§ **Task input**:
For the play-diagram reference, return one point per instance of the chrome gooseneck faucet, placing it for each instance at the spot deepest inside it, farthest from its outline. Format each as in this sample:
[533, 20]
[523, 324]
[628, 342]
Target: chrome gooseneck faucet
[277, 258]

§ **Your task**:
Please set down all of the data above again, matching it exactly.

§ **Reply to the exercise**:
For the play-diagram reference, return one point per instance of the chrome gooseneck faucet, placing it for each instance at the spot deepest inside it, farthest from its outline. Format each as in this sample:
[533, 20]
[523, 324]
[628, 342]
Target: chrome gooseneck faucet
[277, 258]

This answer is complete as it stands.